_Directions for this task_
Transcribe word for word the lines spanning the line with "Category: steep gable peak" through the end of the records.

_Stored items_
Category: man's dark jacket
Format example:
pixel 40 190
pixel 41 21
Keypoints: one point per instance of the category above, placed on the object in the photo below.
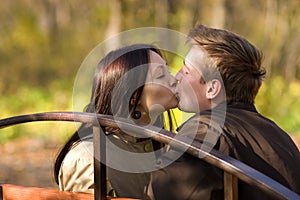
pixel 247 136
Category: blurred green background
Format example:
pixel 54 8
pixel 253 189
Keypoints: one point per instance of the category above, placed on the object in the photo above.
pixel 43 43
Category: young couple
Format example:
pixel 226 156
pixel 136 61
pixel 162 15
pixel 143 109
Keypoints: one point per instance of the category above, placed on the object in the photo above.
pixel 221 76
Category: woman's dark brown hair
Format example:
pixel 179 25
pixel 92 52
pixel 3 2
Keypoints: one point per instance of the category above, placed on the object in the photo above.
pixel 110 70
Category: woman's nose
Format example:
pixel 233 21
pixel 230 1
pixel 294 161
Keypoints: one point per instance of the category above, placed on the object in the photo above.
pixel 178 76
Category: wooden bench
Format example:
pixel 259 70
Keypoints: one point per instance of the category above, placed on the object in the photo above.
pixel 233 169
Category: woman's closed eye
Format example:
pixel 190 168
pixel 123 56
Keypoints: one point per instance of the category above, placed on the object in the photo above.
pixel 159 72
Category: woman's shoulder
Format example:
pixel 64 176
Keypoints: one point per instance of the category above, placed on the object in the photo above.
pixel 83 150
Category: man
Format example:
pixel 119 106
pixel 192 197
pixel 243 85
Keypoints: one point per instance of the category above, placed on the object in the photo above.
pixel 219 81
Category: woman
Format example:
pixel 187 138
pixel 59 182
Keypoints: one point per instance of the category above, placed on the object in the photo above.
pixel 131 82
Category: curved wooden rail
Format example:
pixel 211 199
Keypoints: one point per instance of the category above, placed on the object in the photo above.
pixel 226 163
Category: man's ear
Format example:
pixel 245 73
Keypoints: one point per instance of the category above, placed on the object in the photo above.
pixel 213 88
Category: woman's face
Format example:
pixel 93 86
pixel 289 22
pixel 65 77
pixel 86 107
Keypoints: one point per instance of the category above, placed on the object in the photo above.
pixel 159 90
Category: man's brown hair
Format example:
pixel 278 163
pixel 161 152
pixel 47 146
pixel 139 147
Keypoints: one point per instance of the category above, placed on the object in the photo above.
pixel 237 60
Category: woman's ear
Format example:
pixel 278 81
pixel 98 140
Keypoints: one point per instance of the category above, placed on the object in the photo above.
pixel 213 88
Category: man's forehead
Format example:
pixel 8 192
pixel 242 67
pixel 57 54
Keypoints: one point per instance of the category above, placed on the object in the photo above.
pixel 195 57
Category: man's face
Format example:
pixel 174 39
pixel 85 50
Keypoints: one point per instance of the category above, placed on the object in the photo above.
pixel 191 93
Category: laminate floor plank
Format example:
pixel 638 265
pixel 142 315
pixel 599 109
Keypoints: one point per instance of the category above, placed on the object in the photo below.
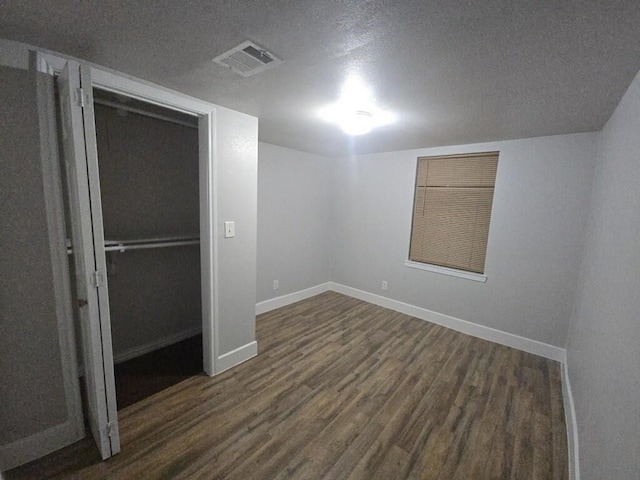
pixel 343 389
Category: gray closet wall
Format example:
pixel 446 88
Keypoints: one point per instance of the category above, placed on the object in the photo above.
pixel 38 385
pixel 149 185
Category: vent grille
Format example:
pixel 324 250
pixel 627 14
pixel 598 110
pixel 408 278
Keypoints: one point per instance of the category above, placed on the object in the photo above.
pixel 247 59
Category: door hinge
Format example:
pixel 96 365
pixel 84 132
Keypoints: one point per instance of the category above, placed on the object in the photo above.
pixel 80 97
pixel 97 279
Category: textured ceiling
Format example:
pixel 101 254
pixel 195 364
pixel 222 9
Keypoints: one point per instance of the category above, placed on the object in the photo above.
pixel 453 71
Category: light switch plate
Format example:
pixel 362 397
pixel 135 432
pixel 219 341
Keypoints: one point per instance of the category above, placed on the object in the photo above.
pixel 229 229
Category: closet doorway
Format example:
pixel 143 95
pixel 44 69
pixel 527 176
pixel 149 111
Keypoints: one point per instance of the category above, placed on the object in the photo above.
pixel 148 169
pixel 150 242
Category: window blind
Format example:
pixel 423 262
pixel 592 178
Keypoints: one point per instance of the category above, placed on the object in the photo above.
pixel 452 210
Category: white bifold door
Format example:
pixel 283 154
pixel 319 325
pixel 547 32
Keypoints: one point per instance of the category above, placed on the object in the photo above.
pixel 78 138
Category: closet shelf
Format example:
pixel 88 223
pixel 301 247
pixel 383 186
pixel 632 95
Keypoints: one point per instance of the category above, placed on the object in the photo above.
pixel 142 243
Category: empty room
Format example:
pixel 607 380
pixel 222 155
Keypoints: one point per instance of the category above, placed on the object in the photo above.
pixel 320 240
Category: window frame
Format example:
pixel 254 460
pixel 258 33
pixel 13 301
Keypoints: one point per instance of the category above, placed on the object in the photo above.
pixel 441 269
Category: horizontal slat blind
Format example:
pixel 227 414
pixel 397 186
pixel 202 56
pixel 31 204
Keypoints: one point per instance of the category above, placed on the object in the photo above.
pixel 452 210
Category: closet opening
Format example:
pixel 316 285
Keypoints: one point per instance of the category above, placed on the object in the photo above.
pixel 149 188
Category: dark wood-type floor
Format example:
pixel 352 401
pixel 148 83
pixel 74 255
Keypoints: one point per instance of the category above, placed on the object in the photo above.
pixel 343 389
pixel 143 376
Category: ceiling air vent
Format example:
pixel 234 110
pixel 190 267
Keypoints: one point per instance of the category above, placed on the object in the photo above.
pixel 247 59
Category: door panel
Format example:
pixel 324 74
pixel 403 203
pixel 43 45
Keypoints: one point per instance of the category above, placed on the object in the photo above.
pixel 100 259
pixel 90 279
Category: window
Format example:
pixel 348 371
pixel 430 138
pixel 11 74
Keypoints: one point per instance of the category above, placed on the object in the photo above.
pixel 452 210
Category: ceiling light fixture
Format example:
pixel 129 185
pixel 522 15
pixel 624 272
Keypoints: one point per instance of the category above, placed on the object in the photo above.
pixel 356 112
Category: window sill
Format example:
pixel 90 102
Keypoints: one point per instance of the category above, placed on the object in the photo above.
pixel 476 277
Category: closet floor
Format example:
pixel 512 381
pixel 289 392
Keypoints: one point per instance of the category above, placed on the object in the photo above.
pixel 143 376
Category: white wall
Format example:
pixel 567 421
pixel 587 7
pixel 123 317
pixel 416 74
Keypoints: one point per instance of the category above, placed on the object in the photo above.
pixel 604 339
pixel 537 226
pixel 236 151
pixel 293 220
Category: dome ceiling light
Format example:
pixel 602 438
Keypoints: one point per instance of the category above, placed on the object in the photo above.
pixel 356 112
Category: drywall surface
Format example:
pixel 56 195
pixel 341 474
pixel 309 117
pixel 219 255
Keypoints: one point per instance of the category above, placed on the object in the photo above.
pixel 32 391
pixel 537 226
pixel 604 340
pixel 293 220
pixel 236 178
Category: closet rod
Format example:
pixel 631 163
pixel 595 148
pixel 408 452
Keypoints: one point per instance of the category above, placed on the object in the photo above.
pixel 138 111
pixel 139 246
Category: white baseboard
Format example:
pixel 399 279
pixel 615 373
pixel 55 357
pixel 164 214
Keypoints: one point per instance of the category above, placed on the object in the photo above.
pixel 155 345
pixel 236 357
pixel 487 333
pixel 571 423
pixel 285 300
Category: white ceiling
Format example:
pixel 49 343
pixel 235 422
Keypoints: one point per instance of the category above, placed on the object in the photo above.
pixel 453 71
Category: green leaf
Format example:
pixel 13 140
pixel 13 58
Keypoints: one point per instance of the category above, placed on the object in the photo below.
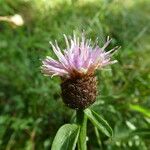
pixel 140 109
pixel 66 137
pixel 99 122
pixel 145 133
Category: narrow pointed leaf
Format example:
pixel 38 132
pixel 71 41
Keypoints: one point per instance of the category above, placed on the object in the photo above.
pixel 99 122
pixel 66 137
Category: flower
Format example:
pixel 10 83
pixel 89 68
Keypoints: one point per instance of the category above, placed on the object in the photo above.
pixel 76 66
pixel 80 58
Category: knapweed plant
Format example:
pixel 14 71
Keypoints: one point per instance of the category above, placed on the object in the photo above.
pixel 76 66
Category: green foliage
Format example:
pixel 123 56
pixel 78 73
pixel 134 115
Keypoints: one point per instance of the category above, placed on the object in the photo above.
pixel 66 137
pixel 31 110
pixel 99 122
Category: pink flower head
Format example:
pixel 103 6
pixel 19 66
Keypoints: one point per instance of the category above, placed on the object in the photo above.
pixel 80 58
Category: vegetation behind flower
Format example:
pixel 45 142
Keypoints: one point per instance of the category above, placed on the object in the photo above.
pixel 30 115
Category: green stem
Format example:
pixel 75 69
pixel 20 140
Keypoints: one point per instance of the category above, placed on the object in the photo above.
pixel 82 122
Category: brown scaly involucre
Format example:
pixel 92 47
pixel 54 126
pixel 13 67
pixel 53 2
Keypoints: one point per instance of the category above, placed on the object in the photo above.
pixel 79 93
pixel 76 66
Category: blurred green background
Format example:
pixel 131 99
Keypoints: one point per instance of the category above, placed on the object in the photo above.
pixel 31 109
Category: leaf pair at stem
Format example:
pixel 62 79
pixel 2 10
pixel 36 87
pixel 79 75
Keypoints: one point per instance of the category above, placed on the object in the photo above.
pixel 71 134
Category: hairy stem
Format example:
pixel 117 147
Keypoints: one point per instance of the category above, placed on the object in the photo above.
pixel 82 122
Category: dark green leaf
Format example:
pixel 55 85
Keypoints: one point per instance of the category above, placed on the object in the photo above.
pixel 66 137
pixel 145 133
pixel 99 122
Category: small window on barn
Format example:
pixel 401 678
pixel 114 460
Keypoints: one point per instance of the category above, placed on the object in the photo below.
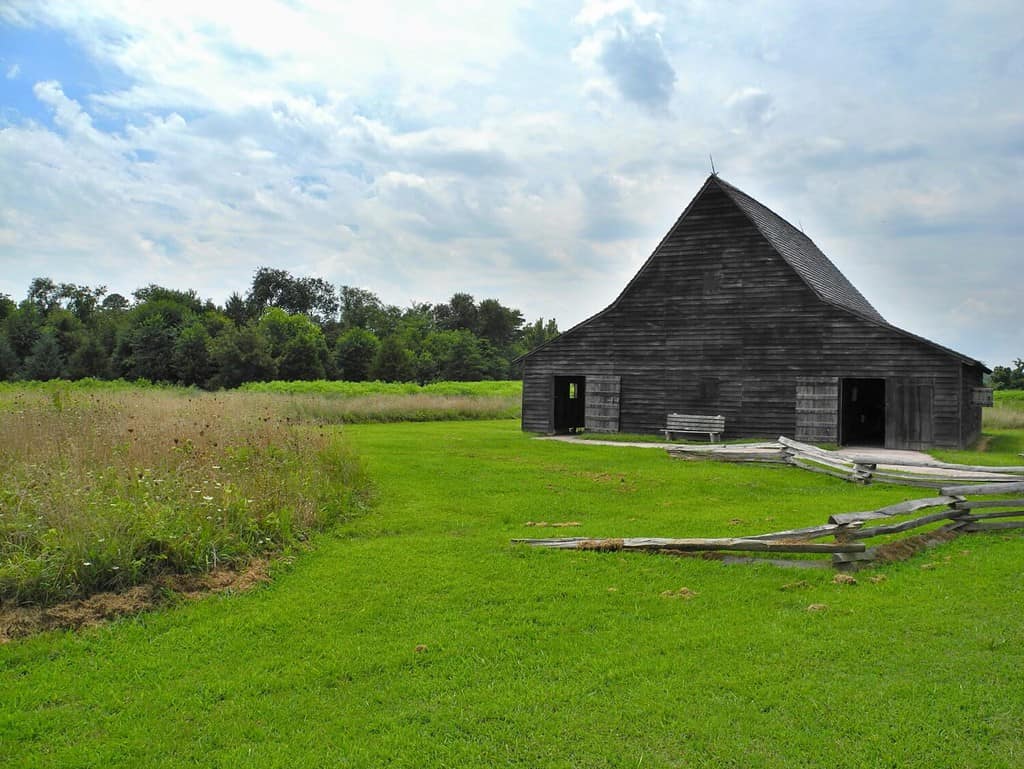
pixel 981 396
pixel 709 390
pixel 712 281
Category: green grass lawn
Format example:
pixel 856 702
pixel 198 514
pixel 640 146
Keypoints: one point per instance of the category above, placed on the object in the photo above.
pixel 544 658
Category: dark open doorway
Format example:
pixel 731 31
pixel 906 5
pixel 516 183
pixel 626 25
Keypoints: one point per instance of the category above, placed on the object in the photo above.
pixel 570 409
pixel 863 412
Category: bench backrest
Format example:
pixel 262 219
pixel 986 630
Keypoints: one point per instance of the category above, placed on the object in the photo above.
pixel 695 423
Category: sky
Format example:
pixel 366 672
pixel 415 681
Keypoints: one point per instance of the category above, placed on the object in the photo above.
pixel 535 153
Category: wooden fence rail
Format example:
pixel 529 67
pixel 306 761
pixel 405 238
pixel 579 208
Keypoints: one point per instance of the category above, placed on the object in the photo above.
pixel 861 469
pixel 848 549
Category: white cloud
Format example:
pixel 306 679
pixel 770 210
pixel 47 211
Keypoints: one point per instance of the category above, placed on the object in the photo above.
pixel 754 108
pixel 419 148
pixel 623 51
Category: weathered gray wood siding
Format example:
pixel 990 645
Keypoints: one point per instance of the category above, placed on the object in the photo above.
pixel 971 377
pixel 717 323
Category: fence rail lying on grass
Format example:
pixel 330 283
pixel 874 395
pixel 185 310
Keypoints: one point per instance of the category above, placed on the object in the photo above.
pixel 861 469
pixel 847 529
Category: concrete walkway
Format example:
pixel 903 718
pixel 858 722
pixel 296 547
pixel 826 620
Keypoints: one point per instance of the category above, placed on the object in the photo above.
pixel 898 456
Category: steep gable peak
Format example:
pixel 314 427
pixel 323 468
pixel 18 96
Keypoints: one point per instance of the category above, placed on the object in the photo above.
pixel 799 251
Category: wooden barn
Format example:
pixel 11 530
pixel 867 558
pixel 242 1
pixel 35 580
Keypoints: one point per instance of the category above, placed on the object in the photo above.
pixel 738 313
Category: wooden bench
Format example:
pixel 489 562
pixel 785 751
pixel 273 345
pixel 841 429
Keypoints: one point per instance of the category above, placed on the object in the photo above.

_Answer for this exercise_
Category: steep gable peak
Format example:
pixel 314 427
pixel 323 468
pixel 18 96
Keypoints: one point per instance of the category above, placed on the object in the photo above.
pixel 799 251
Category: wooden barn
Format example:
pixel 11 530
pixel 867 558
pixel 242 1
pixel 35 580
Keypoints: one point per instance of the category above, placed on the object in the photo above.
pixel 738 313
Category: wooden bench
Format example:
pixel 489 562
pixel 785 751
pixel 273 345
pixel 841 429
Keypoints: one point per instance of the category above, placed on the object in the photo above.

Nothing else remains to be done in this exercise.